Text for analysis:

Psychiatrists and medical men vary considerably
in their opinion as to why the alcoholic reacts
differently from normal people. No one is sure why,
once a certain point is reached, nothing can be
done for him. We cannot answer the riddle.
We
know that while the alcoholic keeps away from drink
as he may do for months or years, he reacts much
like other men. We are equally positive that once
he takes any alcohol whatever into his system, something
happens, both in the bodily and mental sense, which
makes it virtually impossible for him to stop. The
experience of any alcoholic will abundantly confirm
that.
These
observations would be academic and pointless if
our friend never took the first drink thereby setting
the terrible cycle in motion. Therefore, the real
problem of the alcoholic centers in his mind, rather
than in his body. If you ask him why he started
on that last bender, the chances are he will offer
you any one of a hundred alibis. Sometimes these
excuses have a certain plausibility, but none of
them really make sense in the light of the havoc
an alcoholic's drinking bout creates. They sound
to you like the philosophy of the man who, having
a headache, beat himself on the head with a hammer
so that he couldn't feel the ache. If you draw this
fallacious reasoning to the attention of an alcoholic,
he will laugh it off, or become irritated and refuse
to talk.
Once
in a while he may tell you the truth. And the truth,
strange to say, is usually that he has no more idea
why he took that first drink than you have. Some
drinkers have excuses with which they are satisfied
part of the time. But in their hearts they really
do not know why they do it. Once this malady has
a real hold, they are a baffled lot. There is the
obsession that somehow, some day, they will beat
the game. But they often suspect they are down for
the count.
How
true this is, few realize. In a vague way their
families and friends sense that these drinkers are
abnormal, but everybody hopefully waits the day
when the sufferer will rouse himself from his lethargy
and assert his power of will.
The
tragic truth is that if the man be a real alcoholic,
the happy day will seldom arrive. He has lost control.
At a certain point in the drinking of every alcoholic,
he passes into a state where the most powerful desire
to stop drinking is of absolutely no avail. This
tragic situation has already arrived in practically
every case long before it is suspected.
The
fact is that most alcoholics, for reasons yet obscure,
have lost the power of choice in drink. Our so-called
will power becomes practically non-existent. We
are unable at certain times, no matter how well
we understand ourselves, to bring into our consciousness
with sufficient force the memory of the suffering
and humiliation of even a week or a month ago. We
are without defense against the first drink.

Work instructions:
1. According to the text on alcoholism, why does the real problem of the alcoholic center in his mind rather than in his body? Answer in one to three sentences.
2. In the text on alcoholism, how does the alcoholic react while he keeps away from drink?
3. Rewrite everything in the text on alcoholism from "At a certain" down to "the first drink.", swapping "power of choice" for "ability to choose".
The data that follows plays no part in this exercise.

Information provided:
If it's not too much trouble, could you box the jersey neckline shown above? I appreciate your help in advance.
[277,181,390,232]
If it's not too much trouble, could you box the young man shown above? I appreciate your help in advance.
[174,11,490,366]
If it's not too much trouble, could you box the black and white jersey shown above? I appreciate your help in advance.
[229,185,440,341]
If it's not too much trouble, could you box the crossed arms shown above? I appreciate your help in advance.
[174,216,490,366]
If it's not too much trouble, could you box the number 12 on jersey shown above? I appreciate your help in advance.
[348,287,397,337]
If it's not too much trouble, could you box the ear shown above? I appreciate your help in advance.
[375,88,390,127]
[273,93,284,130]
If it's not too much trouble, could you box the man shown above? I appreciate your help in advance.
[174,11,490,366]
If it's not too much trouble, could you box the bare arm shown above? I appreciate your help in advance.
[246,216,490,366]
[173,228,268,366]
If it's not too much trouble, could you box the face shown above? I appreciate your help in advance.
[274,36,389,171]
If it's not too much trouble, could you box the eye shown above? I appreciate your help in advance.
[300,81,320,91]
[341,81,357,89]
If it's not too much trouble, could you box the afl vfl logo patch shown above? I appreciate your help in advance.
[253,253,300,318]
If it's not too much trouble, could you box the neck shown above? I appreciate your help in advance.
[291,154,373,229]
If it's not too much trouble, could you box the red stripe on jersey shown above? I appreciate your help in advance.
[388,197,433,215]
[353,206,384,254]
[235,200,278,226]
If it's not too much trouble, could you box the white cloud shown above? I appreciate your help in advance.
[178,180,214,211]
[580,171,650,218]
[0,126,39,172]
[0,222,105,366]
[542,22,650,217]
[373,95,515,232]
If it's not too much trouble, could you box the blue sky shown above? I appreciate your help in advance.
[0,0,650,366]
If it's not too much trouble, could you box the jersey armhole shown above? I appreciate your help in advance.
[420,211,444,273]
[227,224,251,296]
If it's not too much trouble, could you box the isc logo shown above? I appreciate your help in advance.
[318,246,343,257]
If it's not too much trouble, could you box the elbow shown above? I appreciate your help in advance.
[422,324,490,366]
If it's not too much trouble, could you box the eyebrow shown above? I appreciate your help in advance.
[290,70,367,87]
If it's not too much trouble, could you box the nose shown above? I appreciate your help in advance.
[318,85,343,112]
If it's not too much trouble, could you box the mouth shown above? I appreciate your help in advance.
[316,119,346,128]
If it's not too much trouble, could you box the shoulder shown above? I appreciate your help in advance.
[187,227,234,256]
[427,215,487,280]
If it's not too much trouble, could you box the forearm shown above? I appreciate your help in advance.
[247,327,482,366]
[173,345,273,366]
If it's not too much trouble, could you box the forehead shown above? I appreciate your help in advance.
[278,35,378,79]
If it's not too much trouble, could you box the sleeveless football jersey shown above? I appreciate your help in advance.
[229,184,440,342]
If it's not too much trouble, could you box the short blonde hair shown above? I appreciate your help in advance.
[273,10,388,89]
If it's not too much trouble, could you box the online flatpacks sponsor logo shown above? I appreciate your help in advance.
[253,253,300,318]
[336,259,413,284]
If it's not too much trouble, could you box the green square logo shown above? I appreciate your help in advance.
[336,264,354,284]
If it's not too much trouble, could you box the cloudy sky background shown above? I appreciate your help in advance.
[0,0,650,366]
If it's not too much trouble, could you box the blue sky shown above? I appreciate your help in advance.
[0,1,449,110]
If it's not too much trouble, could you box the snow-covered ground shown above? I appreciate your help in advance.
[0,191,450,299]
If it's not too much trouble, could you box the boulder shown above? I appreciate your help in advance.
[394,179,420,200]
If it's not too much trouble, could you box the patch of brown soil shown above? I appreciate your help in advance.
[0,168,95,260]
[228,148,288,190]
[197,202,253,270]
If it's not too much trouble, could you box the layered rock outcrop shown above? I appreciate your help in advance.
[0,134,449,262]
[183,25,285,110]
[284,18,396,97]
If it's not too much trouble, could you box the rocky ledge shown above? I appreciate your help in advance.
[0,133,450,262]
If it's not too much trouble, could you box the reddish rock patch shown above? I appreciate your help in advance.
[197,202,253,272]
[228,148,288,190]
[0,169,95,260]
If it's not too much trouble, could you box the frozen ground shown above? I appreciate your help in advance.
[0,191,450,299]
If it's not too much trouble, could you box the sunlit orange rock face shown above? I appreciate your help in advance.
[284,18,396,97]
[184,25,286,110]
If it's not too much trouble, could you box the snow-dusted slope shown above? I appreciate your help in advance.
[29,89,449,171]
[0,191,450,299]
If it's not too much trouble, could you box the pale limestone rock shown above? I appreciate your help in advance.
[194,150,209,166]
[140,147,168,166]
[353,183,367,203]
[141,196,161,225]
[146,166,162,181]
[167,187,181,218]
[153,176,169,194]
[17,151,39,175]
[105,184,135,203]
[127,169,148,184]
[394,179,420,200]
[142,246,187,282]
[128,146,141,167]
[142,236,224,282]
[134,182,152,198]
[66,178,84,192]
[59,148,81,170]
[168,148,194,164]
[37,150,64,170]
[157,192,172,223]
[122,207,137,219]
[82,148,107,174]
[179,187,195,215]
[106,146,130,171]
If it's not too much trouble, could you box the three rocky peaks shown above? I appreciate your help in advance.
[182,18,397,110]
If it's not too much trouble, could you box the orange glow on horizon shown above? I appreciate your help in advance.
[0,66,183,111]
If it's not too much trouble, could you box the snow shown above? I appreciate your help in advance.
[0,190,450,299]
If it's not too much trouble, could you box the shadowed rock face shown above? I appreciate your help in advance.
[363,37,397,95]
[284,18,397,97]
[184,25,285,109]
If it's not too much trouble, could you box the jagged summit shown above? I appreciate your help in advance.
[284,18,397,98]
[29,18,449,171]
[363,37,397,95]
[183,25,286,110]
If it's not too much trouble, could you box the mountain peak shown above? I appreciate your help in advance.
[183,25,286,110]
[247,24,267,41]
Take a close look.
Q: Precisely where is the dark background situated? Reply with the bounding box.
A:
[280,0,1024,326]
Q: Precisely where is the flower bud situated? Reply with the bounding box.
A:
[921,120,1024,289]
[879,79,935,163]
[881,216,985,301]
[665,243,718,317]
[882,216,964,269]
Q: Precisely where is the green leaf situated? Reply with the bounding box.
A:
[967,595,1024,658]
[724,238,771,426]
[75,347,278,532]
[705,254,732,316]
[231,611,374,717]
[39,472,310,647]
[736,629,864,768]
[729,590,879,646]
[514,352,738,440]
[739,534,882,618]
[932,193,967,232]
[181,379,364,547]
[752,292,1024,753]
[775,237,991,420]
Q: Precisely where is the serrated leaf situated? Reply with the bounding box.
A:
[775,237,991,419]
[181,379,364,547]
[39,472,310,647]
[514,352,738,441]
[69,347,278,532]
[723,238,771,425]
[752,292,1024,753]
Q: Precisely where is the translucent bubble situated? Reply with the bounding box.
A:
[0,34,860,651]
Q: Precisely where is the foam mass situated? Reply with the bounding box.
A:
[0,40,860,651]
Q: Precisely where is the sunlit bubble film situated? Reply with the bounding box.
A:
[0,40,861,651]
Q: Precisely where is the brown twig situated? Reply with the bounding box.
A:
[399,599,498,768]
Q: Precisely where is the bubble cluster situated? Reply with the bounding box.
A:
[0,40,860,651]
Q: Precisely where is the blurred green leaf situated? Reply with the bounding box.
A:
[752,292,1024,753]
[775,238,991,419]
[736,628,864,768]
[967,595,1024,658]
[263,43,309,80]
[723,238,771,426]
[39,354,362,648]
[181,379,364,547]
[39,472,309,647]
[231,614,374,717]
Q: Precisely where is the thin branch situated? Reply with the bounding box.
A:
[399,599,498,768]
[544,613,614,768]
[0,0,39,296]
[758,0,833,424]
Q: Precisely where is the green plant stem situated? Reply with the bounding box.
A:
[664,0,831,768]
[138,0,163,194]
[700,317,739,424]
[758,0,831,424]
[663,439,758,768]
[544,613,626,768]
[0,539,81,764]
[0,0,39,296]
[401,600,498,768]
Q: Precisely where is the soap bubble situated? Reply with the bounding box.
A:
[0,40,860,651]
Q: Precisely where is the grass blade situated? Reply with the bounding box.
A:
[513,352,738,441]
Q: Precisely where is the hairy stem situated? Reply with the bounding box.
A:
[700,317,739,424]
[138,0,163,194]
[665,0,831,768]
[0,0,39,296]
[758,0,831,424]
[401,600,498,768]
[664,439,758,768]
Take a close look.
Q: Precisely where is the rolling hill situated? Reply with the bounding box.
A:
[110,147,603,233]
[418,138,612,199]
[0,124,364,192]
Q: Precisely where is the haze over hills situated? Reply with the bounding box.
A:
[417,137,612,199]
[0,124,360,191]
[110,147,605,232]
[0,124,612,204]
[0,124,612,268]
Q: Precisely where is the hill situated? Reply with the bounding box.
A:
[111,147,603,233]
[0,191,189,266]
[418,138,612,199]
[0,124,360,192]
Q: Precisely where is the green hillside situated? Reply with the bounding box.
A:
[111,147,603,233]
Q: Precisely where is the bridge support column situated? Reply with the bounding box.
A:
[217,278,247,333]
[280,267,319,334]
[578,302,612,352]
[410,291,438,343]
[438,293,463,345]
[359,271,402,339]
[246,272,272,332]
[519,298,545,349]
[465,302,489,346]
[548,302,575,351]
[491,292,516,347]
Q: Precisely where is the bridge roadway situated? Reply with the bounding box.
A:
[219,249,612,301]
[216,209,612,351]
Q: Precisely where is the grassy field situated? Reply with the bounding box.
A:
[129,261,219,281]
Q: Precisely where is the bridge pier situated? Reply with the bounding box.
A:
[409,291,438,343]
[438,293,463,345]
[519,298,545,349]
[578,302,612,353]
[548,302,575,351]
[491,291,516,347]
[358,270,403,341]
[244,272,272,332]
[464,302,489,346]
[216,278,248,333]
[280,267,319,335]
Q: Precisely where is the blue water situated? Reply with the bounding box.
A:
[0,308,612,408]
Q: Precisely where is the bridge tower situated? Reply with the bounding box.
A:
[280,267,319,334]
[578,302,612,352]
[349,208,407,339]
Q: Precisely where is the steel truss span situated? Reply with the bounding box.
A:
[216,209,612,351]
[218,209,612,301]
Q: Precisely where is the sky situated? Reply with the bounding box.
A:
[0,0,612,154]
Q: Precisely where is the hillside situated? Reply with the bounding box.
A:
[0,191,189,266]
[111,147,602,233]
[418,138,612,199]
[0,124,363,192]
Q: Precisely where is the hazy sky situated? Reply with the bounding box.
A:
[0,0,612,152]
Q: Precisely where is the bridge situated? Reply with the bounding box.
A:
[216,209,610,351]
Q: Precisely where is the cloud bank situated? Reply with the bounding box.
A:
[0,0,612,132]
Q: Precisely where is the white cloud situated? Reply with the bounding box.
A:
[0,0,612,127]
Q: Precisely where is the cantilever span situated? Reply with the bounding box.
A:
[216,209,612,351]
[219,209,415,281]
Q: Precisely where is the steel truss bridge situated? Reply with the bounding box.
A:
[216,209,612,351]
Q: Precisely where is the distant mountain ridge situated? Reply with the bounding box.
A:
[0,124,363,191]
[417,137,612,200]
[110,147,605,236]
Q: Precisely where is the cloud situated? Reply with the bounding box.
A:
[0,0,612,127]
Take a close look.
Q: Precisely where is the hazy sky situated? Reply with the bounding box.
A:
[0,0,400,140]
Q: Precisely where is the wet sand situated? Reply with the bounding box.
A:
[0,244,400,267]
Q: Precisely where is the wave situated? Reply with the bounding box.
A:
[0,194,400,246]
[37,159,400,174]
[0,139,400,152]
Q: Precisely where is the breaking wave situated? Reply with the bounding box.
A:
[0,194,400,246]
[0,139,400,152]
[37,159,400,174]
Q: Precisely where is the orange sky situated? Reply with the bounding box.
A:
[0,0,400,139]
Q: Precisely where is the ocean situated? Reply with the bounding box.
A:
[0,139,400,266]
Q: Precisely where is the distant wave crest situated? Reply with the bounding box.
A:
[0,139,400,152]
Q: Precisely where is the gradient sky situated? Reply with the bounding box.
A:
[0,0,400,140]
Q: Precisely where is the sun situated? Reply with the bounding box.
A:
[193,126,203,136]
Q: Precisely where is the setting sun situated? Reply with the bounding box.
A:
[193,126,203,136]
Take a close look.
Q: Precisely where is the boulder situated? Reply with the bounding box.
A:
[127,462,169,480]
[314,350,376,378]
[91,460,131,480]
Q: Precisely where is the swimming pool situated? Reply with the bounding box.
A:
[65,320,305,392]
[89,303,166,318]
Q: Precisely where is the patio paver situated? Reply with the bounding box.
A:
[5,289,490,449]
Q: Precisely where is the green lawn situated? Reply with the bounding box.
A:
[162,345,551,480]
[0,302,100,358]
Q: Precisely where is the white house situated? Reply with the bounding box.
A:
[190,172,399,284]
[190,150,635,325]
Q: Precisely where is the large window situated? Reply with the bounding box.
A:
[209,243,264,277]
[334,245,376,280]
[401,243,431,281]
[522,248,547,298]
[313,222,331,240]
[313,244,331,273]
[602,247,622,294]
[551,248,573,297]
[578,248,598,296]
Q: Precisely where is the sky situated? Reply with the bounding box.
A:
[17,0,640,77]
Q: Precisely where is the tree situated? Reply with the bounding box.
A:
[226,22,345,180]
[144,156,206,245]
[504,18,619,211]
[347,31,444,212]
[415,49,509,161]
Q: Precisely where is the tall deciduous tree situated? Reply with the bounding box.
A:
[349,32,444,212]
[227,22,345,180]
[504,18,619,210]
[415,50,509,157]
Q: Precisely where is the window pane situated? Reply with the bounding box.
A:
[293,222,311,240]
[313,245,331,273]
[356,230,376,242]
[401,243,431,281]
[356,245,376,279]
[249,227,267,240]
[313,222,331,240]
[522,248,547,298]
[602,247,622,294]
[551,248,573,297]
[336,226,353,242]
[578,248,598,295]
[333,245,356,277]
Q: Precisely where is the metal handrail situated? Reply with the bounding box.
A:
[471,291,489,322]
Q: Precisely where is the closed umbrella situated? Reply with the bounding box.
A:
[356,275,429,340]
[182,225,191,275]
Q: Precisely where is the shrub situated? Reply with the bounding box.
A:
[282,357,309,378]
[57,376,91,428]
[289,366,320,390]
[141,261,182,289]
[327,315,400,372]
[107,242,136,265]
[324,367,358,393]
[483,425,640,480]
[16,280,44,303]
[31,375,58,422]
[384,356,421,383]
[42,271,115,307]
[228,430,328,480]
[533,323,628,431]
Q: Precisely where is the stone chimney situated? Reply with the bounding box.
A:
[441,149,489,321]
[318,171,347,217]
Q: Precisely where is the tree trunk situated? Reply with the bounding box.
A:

List of answers:
1. The bodily reaction that makes stopping virtually impossible only begins once the alcoholic takes the first drink. Those observations would be academic and pointless if he never took that first drink and so never set the cycle in motion. The deciding problem is therefore in his mind.

2. He reacts much like other men.

3.
At a certain point in the drinking of every alcoholic,
he passes into a state where the most powerful desire
to stop drinking is of absolutely no avail. This
tragic situation has already arrived in practically
every case long before it is suspected.
The
fact is that most alcoholics, for reasons yet obscure,
have lost the ability to choose in drink. Our so-called
will power becomes practically non-existent. We
are unable at certain times, no matter how well
we understand ourselves, to bring into our consciousness
with sufficient force the memory of the suffering
and humiliation of even a week or a month ago. We
are without defense against the first drink.